◆ WHAT IS ASKED ◆
Recast the stretch from the line containing "Target = stone step" through the end of the data as a numbered list, skipping any blank lines.

── PROVIDED DATA ──

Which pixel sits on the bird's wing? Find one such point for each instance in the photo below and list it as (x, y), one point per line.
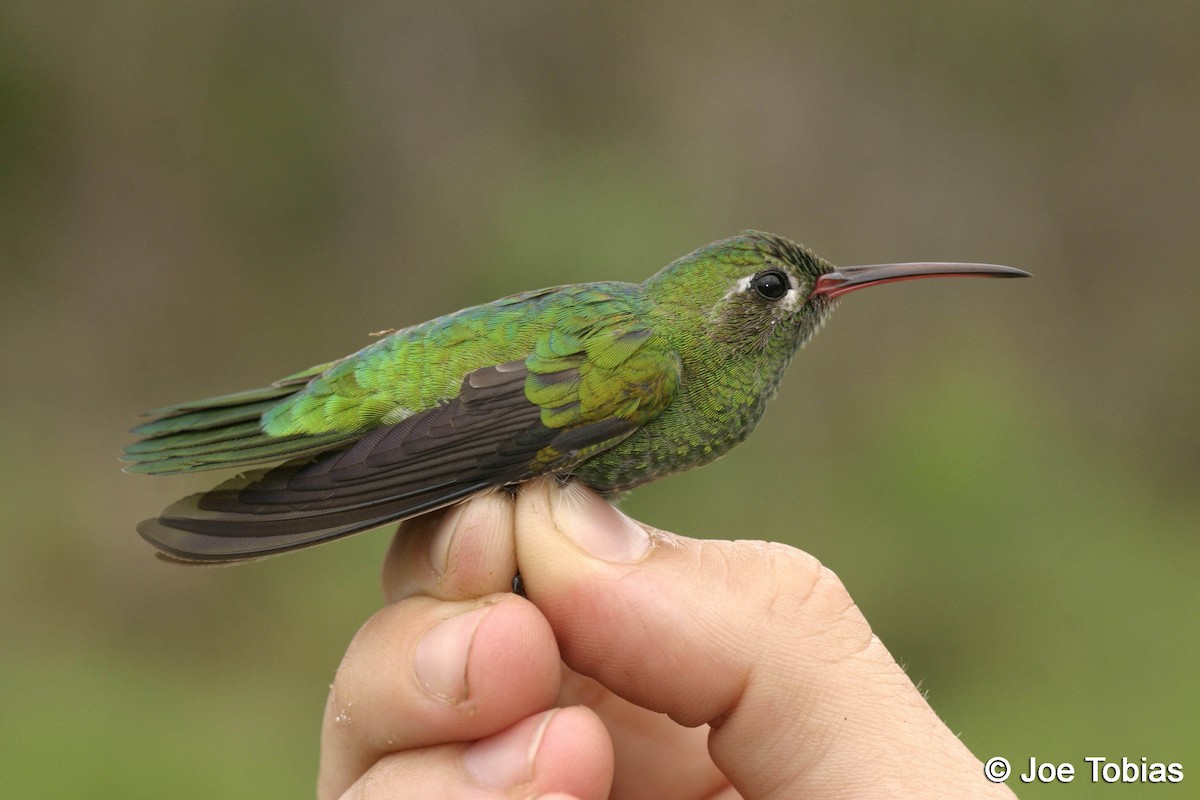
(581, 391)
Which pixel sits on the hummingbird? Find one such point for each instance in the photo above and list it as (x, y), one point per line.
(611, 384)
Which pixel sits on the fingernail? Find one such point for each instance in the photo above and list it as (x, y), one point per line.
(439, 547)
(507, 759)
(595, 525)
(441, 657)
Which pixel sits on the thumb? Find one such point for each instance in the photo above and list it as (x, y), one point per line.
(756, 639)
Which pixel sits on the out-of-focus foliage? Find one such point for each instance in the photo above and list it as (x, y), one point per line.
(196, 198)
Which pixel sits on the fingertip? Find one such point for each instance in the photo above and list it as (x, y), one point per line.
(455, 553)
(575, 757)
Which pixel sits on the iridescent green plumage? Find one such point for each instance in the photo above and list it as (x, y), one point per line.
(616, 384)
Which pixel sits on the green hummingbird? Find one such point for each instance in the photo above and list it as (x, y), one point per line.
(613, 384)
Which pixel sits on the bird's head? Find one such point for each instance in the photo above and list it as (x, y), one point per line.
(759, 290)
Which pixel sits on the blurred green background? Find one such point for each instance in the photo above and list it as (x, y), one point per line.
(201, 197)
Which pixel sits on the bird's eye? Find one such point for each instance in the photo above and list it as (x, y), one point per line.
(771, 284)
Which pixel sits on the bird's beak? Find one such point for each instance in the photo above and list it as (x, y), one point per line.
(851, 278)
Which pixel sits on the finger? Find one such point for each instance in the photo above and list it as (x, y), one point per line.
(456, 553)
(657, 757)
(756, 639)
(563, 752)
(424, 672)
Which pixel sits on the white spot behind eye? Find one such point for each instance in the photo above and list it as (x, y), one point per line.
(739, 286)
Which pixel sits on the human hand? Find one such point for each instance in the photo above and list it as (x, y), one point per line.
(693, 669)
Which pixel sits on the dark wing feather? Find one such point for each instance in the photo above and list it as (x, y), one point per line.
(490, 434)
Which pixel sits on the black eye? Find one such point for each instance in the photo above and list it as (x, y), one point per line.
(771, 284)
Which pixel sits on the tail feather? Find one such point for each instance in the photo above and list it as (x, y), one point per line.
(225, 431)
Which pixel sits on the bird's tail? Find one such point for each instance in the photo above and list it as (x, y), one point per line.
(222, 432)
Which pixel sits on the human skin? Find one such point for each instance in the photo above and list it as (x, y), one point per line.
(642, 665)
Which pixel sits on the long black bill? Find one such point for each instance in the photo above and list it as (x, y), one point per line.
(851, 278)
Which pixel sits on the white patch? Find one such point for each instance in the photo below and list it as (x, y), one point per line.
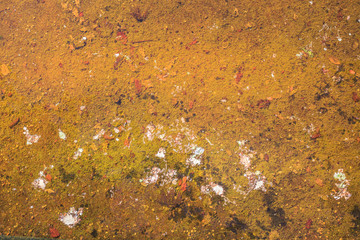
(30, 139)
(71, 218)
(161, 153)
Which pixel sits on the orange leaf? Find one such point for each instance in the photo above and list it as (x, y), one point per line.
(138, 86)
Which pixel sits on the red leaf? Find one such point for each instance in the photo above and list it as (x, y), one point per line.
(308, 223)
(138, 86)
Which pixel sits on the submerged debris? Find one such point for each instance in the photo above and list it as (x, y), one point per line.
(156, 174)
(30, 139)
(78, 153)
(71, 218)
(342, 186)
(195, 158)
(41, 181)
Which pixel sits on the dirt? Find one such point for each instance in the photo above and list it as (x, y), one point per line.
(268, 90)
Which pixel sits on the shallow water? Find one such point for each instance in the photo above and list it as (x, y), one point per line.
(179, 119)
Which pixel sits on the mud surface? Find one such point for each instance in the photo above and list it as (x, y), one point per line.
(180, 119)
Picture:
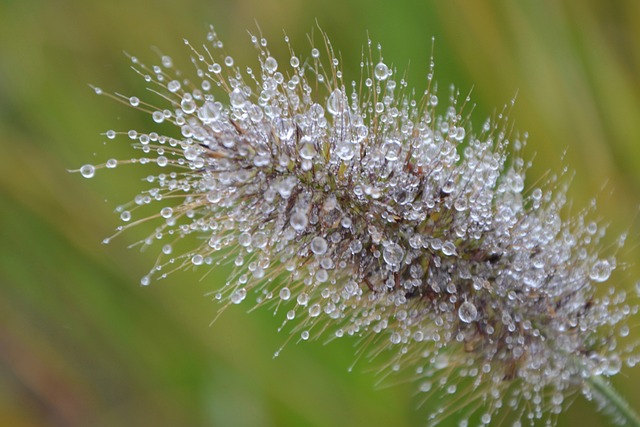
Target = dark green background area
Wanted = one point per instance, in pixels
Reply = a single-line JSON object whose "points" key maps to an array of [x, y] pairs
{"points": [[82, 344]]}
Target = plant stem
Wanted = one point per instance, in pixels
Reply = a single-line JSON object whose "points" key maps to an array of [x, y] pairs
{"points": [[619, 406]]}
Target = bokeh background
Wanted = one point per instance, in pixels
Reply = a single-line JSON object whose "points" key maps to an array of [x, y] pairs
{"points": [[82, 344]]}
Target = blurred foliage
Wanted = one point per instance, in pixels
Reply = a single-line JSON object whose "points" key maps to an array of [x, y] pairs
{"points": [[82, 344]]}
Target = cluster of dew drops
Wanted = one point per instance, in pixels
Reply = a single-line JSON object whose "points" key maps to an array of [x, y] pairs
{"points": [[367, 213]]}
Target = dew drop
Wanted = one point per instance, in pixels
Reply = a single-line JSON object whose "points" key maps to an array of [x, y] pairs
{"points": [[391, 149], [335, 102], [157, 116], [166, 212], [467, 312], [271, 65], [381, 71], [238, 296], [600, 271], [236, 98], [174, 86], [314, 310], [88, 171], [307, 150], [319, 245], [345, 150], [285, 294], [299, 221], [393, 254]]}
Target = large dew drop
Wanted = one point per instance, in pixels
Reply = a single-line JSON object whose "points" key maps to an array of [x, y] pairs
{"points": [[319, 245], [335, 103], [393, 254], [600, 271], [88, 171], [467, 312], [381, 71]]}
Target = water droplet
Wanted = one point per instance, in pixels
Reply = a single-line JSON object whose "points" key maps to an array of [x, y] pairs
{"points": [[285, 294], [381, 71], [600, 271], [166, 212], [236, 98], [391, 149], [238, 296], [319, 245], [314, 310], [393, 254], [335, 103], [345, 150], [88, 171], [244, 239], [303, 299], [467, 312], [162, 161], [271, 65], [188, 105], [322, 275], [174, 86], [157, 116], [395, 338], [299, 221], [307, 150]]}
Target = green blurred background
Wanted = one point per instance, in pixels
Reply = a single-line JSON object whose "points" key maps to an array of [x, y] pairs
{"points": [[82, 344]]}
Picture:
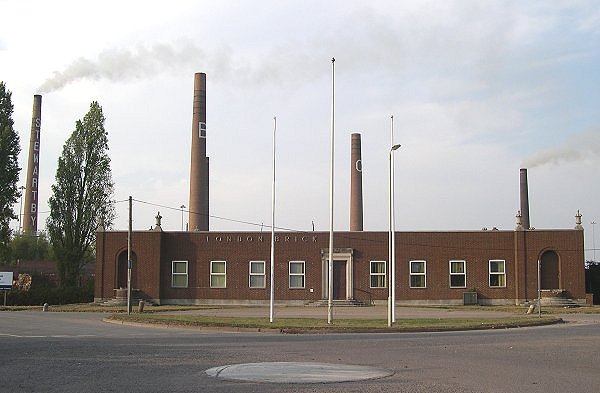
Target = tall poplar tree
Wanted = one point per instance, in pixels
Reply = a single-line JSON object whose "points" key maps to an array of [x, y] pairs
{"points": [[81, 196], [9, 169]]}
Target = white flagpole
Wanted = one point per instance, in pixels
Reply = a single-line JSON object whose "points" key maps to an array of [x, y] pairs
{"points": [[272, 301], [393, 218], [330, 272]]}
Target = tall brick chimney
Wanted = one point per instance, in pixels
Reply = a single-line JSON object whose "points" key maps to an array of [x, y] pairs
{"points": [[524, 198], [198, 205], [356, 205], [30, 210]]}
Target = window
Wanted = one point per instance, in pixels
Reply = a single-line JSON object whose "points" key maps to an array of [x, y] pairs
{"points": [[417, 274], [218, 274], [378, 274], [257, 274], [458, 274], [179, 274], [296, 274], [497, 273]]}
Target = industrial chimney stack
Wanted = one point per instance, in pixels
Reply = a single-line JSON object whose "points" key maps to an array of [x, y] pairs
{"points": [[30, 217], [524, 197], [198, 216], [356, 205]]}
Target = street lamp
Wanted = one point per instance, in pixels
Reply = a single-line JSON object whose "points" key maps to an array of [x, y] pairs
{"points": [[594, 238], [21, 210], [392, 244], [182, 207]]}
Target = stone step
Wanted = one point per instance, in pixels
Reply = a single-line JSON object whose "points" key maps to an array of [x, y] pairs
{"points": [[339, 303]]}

───

◆ COMPLETE OUTPUT ◆
1. Target = stone step
2. Wanted = one point per instance, in pixels
3. Reply = a single-line JSON object whose "points" key maps to an array of [x, y] pairs
4. {"points": [[339, 303]]}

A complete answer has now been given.